Turn the lines of the rows, from the start up to and including the line with "x=442 y=281", into a numbered list with blank lines dropped. Leave the pictures out of the answer.

===== DATA EXTRACT =====

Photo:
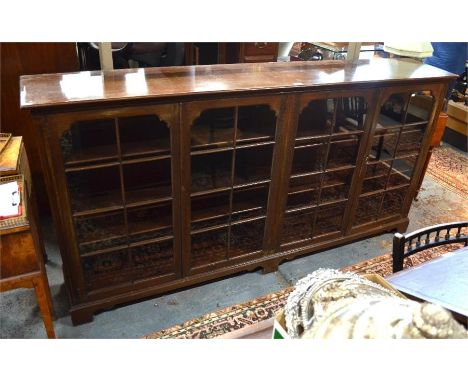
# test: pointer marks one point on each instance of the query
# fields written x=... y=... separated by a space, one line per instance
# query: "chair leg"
x=45 y=304
x=397 y=263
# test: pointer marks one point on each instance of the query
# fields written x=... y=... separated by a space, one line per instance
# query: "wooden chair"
x=405 y=245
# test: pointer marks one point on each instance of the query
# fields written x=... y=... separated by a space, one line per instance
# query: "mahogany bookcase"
x=162 y=178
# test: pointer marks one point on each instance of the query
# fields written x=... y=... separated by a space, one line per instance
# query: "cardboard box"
x=279 y=325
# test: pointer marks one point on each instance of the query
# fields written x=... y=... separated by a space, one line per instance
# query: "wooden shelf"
x=149 y=147
x=92 y=154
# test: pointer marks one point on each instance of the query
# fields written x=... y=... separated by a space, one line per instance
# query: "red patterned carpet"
x=238 y=316
x=448 y=167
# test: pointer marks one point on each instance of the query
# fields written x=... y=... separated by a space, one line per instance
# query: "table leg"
x=45 y=304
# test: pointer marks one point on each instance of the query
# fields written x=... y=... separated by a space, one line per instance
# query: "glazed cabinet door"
x=116 y=177
x=227 y=154
x=326 y=149
x=397 y=147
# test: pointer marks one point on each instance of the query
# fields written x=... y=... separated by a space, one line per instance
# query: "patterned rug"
x=447 y=166
x=238 y=316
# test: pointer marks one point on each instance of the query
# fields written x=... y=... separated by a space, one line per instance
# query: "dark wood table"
x=442 y=281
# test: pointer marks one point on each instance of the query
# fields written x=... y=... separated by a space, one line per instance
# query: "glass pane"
x=89 y=140
x=94 y=188
x=248 y=203
x=149 y=222
x=376 y=176
x=255 y=124
x=420 y=107
x=302 y=199
x=393 y=111
x=146 y=181
x=211 y=171
x=393 y=202
x=316 y=119
x=303 y=183
x=98 y=232
x=402 y=171
x=342 y=153
x=145 y=134
x=336 y=185
x=297 y=226
x=350 y=115
x=106 y=270
x=214 y=128
x=210 y=210
x=246 y=238
x=308 y=159
x=368 y=209
x=383 y=146
x=253 y=164
x=209 y=247
x=410 y=140
x=152 y=260
x=329 y=219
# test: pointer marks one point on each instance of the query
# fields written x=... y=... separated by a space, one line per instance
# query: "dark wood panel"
x=19 y=59
x=196 y=81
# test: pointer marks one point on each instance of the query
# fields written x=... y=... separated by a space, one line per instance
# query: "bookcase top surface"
x=84 y=88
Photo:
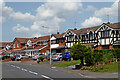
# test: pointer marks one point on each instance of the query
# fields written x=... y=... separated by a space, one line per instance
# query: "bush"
x=41 y=58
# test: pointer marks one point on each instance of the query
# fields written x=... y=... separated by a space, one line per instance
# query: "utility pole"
x=108 y=17
x=50 y=47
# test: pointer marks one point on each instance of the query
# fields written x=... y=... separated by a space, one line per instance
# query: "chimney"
x=75 y=28
x=58 y=33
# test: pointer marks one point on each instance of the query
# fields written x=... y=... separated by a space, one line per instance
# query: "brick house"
x=104 y=36
x=57 y=43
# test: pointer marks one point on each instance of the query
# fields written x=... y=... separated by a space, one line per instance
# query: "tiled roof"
x=35 y=39
x=58 y=35
x=43 y=38
x=89 y=44
x=114 y=25
x=24 y=40
x=3 y=44
x=117 y=42
x=38 y=47
x=86 y=30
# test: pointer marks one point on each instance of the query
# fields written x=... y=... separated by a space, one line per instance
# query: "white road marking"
x=17 y=67
x=12 y=65
x=24 y=69
x=47 y=77
x=86 y=76
x=33 y=72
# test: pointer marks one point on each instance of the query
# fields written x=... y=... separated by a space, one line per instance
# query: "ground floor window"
x=105 y=47
x=116 y=46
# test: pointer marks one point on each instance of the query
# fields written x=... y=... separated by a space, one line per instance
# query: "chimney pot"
x=58 y=33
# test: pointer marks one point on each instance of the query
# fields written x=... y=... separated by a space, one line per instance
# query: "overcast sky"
x=25 y=19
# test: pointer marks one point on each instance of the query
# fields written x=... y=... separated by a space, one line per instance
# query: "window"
x=105 y=34
x=57 y=41
x=40 y=43
x=53 y=42
x=14 y=45
x=44 y=43
x=62 y=41
x=17 y=45
x=105 y=47
x=83 y=37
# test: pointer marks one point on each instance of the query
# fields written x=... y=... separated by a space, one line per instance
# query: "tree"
x=80 y=51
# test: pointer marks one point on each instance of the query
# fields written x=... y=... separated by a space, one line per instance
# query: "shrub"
x=41 y=58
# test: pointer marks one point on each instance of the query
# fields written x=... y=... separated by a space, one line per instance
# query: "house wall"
x=16 y=42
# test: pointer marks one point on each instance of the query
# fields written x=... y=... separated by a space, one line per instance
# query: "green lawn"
x=109 y=67
x=65 y=64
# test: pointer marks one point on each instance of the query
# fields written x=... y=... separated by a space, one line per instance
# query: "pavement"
x=31 y=69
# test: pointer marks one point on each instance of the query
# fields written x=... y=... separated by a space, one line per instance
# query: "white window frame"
x=14 y=45
x=17 y=45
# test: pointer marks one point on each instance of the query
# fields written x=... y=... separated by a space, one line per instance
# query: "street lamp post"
x=50 y=47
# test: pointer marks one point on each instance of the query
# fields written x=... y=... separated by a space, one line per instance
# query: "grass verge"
x=111 y=67
x=65 y=64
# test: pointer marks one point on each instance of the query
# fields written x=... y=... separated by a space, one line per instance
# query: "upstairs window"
x=57 y=41
x=83 y=37
x=14 y=45
x=53 y=42
x=40 y=43
x=105 y=34
x=62 y=41
x=44 y=43
x=17 y=45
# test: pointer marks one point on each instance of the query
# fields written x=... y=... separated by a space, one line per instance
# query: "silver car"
x=57 y=56
x=35 y=57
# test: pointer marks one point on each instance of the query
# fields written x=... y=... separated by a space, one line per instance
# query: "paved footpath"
x=84 y=74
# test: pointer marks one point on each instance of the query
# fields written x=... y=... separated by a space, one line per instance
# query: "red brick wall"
x=60 y=43
x=66 y=50
x=99 y=47
x=111 y=47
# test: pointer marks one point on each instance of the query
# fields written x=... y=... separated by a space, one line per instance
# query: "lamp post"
x=50 y=46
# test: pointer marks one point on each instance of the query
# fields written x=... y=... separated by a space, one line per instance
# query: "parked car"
x=19 y=57
x=48 y=57
x=57 y=56
x=35 y=57
x=13 y=58
x=66 y=56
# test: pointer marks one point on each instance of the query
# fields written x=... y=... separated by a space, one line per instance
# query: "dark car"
x=13 y=58
x=48 y=57
x=66 y=56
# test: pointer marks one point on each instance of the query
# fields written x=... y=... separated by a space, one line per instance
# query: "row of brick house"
x=104 y=36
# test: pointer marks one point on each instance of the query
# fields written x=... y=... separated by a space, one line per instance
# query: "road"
x=13 y=70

=====

■ **WRITTEN REPLY**:
1. Photo:
2. # test: pointer marks one point on each instance of the query
3. # fields written x=... y=... separated by a space, one line per instance
4. # query: "chair leg"
5. x=45 y=304
6. x=397 y=263
7. # test: pointer marks one point on each instance of the query
8. # fields written x=... y=... separated by a space, one line per instance
9. # query: "wooden chair"
10. x=405 y=245
11. # test: pointer marks one point on each instance of the query
12. # fields written x=... y=... separated by a space, one line per instance
13. # query: "mahogany bookcase"
14. x=162 y=178
15. # test: pointer marks one point on each instance of the query
16. # fields written x=... y=... separated by a space, one line per instance
17. # query: "cardboard box"
18. x=279 y=325
19. # test: pointer marks one point on each instance of the query
20. # fields written x=... y=... separated by a space, one line per instance
21. # query: "wooden shelf"
22. x=149 y=147
23. x=92 y=154
24. # test: pointer marks one point on each instance of the query
25. # fields written x=... y=... separated by a space, one line per instance
26. # query: "red patterned carpet"
27. x=238 y=316
28. x=448 y=167
29. # test: pointer marks one point on each instance of the query
30. # fields written x=... y=... separated by a space, one line per instance
31. # query: "table leg"
32. x=45 y=304
33. # test: pointer marks one point on each instance of the query
34. # fields written x=... y=... separated by a space, one line per instance
35. # query: "glazed cabinet door"
36. x=116 y=177
37. x=227 y=154
38. x=326 y=149
39. x=397 y=147
40. # test: pointer marks one point on each instance of the query
41. # fields written x=... y=... separated by a space, one line per instance
42. # query: "patterned rug"
43. x=447 y=166
44. x=238 y=316
45. # test: pointer marks one point on each instance of the query
46. # fields written x=... y=... separated by a space, one line per instance
47. # query: "dark wood table"
48. x=442 y=281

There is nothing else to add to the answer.